La
lampada di Aladino
Diario
di un viaggio a Lalibela
di
Marinella Fiume
È
lì, sulla consolle del salotto, un oggetto apparentemente
inutile, come i regali che spesso riceviamo, un vaso stilizzato
dalla forma inusuale vicina all’antica tradizione
mediterranea, modernamente e liberamente interpretata, profilato
d’argento e avvolto da un decoro a colori vivaci, che richiama
quello delle chiese rupestri della città di Lalibela, in
Etiopia, così chiamata dal re che ne fece la sua capitale nel
1185. Un oggetto misterioso come la storia che lo ha ispirato.
Barile, l’artigiano che lo ha
realizzato, lo ha chiamato così, “Lalibela”, e il
nome, tanto dell’artista, quanto dell’oggetto, sta scritto
sul certificato di autenticità, consegnatomi con l’oggetto al
momento del regalo.

****************

Istruzioni e requisiti | Puoi riportare parola per parola tutto il passo dell'estratto che va da "Barile, l’artigiano che" giù fino a "momento del regalo."? Le voci riportate di seguito costituiscono materiale a sé, indipendente dall'estratto.

****************

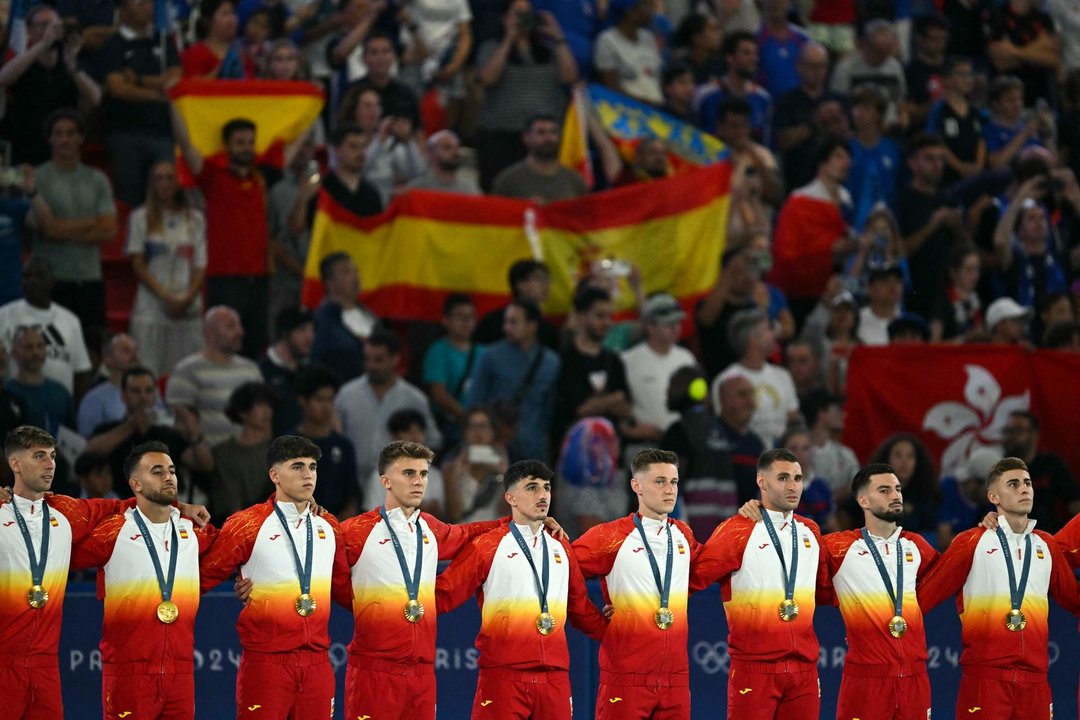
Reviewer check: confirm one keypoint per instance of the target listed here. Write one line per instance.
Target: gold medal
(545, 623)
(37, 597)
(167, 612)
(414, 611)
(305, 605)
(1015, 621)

****************

Risposta al compito |
Barile, l’artigiano che lo ha
realizzato, lo ha chiamato così, “Lalibela”, e il
nome, tanto dell’artista, quanto dell’oggetto, sta scritto
sul certificato di autenticità, consegnatomi con l’oggetto al
momento del regalo.